╔══

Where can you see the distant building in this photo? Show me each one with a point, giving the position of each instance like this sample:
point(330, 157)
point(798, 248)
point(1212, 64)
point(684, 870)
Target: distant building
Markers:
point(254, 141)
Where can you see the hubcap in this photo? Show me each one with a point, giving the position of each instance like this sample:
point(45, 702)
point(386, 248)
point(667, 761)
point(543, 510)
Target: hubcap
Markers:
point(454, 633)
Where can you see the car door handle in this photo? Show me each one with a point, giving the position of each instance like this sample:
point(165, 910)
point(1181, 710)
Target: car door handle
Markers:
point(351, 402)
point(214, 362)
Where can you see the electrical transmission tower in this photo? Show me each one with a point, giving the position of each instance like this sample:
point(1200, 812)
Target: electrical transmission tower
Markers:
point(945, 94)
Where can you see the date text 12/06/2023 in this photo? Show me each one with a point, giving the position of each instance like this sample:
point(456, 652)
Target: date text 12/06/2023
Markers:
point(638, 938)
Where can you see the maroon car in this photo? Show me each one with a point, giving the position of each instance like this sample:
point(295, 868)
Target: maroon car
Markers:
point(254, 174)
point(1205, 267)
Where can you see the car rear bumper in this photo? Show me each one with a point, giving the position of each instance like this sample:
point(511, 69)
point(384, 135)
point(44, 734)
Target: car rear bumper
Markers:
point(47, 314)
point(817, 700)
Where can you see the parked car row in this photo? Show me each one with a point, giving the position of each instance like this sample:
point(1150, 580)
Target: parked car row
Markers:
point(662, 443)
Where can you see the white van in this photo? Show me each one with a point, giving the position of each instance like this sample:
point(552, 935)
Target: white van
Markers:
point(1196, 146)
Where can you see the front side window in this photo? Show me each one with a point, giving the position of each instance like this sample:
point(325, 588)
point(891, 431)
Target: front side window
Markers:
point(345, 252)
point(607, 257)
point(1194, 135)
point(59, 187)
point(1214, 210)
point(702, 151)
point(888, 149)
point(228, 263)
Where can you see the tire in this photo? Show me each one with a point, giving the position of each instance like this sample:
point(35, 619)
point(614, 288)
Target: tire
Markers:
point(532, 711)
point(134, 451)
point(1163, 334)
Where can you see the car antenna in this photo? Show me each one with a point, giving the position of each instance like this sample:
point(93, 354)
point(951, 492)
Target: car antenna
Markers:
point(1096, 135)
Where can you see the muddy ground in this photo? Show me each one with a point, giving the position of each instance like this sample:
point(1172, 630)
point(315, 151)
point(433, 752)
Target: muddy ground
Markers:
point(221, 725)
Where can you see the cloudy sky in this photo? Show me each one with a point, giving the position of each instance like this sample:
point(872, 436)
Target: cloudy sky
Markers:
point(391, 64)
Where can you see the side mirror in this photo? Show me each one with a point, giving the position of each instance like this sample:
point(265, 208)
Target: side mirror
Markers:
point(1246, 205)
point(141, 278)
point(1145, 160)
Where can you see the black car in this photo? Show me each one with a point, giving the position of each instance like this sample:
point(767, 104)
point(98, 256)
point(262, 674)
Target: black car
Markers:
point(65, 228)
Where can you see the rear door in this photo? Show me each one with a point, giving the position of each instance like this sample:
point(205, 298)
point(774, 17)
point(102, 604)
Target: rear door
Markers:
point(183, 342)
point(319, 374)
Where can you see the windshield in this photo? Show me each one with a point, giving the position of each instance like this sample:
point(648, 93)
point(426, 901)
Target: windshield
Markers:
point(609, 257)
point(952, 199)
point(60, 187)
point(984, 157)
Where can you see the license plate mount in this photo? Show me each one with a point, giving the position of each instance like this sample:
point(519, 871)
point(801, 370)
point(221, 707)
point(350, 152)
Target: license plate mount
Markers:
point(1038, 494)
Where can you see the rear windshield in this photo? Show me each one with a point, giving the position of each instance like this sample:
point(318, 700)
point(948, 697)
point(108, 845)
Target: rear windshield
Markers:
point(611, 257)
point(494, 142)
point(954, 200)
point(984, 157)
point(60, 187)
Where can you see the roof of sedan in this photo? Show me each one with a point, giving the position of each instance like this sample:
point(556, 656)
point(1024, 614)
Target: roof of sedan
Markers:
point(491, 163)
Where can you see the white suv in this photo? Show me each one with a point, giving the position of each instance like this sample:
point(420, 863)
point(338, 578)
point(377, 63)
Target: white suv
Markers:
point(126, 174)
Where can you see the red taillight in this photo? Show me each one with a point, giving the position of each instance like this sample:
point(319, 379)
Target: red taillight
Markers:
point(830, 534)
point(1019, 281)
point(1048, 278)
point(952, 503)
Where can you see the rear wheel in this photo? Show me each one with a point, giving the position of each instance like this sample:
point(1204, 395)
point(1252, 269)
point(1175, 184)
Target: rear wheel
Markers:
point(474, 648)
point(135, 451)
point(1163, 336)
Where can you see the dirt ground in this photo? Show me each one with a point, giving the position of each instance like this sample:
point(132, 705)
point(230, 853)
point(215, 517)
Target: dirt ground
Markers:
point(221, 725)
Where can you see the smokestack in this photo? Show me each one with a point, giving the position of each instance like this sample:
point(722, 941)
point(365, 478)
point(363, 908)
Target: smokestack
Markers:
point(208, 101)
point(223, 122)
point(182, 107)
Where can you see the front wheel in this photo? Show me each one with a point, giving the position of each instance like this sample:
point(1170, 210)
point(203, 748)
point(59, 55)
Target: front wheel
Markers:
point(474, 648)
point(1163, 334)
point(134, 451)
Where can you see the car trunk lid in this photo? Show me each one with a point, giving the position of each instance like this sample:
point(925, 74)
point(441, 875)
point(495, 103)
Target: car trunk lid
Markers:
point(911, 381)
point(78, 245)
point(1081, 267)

╚══

▶ Exercise instructions: From the listing above, return the lines starting at the one with "point(318, 700)" and ending at the one with "point(1175, 184)", both kept, exactly as they appear and nothing more.

▶ Exercise result:
point(318, 700)
point(948, 697)
point(108, 845)
Target: rear windshield
Markers:
point(611, 257)
point(494, 142)
point(954, 200)
point(984, 157)
point(60, 187)
Where can you see the roof of sedan in this photo? Show me each one with a point, giving the position of each instance like this sample:
point(556, 656)
point(1024, 614)
Target: roof of sedan
Markers:
point(491, 163)
Where can you see the white suv in this photo? Show me each one with a point, giving the position of each instance like this sample:
point(420, 863)
point(338, 578)
point(377, 63)
Target: white suv
Markers:
point(126, 174)
Where can you see the red taillight in this photo? Show me each one with a point, giving the position of each instance like this sample:
point(319, 379)
Target: red taillight
Markers:
point(830, 534)
point(1019, 281)
point(1048, 278)
point(952, 503)
Where can you see the rear wheel in this photo? Show me each one with a point, giving the position of each instance like this sample:
point(1204, 395)
point(1252, 269)
point(1175, 184)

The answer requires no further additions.